_WRITTEN PROBLEM_
Reproduce the lines of the records verbatim, from the line with "trace metal railing, every instance" to the line with "[[[55,146],[42,143],[42,181],[55,183]]]", with both of those lines included.

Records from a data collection
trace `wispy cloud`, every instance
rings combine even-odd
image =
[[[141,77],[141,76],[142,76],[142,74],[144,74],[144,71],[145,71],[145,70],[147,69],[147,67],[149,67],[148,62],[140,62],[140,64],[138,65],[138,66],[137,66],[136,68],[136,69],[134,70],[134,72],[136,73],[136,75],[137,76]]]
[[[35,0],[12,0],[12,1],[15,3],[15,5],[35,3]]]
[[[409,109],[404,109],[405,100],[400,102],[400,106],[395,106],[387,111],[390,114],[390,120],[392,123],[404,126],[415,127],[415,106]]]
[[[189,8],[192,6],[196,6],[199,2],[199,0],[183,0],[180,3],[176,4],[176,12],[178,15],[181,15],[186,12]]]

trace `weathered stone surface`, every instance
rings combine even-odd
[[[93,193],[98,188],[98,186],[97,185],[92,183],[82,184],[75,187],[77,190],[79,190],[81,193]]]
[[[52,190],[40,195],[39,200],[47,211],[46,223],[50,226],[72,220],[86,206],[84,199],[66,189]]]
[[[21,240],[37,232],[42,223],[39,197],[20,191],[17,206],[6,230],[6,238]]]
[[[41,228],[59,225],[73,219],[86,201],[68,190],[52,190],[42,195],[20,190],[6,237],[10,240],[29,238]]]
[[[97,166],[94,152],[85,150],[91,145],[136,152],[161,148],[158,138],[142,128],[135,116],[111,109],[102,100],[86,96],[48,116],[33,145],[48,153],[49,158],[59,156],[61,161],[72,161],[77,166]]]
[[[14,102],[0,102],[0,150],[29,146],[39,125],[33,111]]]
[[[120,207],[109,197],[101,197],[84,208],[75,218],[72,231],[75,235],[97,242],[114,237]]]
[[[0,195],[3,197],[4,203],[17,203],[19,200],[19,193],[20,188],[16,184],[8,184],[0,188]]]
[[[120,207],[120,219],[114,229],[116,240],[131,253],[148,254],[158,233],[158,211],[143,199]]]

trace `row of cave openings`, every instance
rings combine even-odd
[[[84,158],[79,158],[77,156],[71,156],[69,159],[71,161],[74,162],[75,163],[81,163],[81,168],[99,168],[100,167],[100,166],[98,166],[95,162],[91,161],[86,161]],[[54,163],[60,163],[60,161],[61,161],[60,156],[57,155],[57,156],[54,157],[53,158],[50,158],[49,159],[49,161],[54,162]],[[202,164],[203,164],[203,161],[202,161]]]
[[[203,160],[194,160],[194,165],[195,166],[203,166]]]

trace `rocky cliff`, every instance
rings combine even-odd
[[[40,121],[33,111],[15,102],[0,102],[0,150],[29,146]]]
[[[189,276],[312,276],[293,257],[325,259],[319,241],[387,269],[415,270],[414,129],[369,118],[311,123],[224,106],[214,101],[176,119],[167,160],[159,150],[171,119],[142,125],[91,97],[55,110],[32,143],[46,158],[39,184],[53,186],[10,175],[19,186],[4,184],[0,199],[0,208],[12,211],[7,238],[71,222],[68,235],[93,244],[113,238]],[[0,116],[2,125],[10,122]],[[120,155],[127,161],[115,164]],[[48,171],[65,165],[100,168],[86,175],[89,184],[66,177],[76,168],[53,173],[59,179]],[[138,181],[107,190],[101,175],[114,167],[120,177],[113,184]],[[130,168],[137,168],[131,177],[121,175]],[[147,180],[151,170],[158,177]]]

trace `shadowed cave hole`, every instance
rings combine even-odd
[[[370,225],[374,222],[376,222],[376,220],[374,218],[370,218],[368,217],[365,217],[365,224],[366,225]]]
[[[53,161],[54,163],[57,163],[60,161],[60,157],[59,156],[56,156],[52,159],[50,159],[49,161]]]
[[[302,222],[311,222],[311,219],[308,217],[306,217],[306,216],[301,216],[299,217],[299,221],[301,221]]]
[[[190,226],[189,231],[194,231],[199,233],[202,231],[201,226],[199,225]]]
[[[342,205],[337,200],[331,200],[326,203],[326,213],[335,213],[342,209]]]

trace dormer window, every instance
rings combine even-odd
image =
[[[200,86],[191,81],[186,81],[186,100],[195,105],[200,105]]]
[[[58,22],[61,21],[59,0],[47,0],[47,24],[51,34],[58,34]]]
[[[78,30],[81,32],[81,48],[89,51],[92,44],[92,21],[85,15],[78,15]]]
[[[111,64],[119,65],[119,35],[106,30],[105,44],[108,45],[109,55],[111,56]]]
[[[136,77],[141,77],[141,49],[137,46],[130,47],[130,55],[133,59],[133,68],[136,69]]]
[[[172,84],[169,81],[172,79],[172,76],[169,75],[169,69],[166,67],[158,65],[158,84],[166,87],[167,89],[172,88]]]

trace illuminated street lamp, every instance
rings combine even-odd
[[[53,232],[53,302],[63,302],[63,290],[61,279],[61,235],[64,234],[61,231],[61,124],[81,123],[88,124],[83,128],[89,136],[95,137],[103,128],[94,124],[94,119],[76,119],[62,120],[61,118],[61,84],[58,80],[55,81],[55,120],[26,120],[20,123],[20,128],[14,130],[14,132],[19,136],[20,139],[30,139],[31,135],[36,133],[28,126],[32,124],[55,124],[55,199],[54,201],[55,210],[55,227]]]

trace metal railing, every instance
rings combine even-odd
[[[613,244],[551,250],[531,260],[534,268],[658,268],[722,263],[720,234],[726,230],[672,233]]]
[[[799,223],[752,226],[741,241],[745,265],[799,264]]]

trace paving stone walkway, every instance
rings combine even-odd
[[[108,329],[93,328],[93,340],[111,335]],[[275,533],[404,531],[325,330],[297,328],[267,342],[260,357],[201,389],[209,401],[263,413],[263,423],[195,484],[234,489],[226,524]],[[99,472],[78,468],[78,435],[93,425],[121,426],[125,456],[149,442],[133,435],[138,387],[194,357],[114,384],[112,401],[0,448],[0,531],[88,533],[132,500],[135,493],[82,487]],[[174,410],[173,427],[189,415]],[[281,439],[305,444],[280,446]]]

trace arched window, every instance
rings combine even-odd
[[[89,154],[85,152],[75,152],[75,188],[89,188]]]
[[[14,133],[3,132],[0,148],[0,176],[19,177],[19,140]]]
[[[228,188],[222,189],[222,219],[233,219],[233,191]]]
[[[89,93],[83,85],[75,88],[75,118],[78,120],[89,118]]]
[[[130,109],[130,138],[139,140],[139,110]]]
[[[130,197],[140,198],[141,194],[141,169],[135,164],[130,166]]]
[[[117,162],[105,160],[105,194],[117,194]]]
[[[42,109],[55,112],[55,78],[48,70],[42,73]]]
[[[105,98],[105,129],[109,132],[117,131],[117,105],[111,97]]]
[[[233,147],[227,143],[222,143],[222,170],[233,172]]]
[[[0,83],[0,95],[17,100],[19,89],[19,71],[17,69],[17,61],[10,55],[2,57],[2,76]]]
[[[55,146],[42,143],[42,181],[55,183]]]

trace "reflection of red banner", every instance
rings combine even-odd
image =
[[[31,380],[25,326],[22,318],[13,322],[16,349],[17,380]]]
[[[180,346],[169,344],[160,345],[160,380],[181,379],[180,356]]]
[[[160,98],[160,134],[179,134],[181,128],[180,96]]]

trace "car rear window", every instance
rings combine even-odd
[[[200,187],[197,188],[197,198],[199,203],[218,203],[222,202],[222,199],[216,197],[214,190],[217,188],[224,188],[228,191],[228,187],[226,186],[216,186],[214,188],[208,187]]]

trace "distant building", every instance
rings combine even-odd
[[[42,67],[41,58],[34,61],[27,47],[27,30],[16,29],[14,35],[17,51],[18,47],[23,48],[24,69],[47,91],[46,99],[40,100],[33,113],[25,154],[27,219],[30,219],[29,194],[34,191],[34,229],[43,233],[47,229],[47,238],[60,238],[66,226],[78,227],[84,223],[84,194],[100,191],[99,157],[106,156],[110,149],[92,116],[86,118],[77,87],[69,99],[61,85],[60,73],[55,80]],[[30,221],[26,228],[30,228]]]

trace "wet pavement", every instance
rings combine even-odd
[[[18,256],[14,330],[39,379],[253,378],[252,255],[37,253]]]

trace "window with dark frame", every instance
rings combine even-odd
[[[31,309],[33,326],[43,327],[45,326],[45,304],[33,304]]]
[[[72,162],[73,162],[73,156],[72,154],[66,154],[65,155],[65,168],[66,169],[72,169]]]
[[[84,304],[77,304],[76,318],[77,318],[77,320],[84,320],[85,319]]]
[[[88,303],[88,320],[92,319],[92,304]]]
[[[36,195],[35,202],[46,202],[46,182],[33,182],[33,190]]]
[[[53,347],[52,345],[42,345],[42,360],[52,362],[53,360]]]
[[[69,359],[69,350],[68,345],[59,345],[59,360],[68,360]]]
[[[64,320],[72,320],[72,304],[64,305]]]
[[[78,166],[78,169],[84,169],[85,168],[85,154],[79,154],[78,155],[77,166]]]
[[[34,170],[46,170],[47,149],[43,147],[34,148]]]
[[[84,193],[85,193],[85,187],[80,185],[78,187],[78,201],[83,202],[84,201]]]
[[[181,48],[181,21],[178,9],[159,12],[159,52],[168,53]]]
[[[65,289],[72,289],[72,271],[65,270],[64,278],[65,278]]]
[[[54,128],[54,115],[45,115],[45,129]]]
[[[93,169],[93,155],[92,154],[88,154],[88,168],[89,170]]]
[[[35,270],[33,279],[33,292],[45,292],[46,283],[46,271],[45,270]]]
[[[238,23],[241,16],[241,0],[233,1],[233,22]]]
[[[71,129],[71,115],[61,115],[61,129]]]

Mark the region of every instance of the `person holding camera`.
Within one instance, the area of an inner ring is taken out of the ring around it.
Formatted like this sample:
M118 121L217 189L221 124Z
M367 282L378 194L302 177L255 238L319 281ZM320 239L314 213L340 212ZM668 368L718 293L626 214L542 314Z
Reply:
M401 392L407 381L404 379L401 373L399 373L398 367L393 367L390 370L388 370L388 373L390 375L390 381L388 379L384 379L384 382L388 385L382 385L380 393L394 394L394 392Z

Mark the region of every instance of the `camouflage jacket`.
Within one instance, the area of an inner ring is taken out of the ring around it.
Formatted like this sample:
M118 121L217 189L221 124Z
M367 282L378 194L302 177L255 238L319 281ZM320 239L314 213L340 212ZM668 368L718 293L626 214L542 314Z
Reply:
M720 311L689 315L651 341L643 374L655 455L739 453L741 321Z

_SOLVED PROBLEM_
trace metal railing, every instance
rings combine even-odd
[[[613,244],[551,250],[531,260],[534,268],[658,268],[722,263],[720,234],[726,230],[672,233]]]
[[[799,223],[752,226],[741,241],[745,265],[799,264]]]

trace paving stone walkway, every instance
rings combine even-odd
[[[108,329],[93,328],[93,340],[111,335]],[[275,533],[404,531],[325,330],[297,328],[267,342],[260,357],[201,389],[209,401],[263,413],[263,423],[195,484],[234,489],[226,524]],[[99,472],[78,468],[78,435],[93,425],[121,426],[125,456],[149,442],[133,435],[138,387],[194,357],[114,384],[112,401],[0,448],[0,531],[88,533],[132,500],[135,493],[82,487]],[[174,410],[173,427],[189,415]],[[281,439],[305,444],[280,446]]]

trace arched window, every instance
rings combine even-odd
[[[89,154],[85,152],[75,152],[75,188],[89,188]]]
[[[14,133],[3,132],[0,148],[0,176],[19,177],[19,140]]]
[[[228,188],[222,189],[222,219],[233,219],[233,191]]]
[[[89,93],[83,85],[75,88],[75,118],[78,120],[89,118]]]
[[[130,109],[130,138],[139,140],[139,110]]]
[[[130,197],[140,198],[141,194],[141,169],[135,164],[130,166]]]
[[[117,162],[105,160],[105,194],[117,194]]]
[[[42,109],[55,112],[55,78],[48,70],[42,73]]]
[[[105,98],[105,129],[109,132],[117,131],[117,105],[111,97]]]
[[[233,147],[227,143],[222,143],[222,170],[233,172]]]
[[[0,83],[0,95],[17,100],[19,89],[19,71],[17,69],[17,61],[10,55],[2,57],[2,76]]]
[[[55,146],[42,143],[42,181],[55,183]]]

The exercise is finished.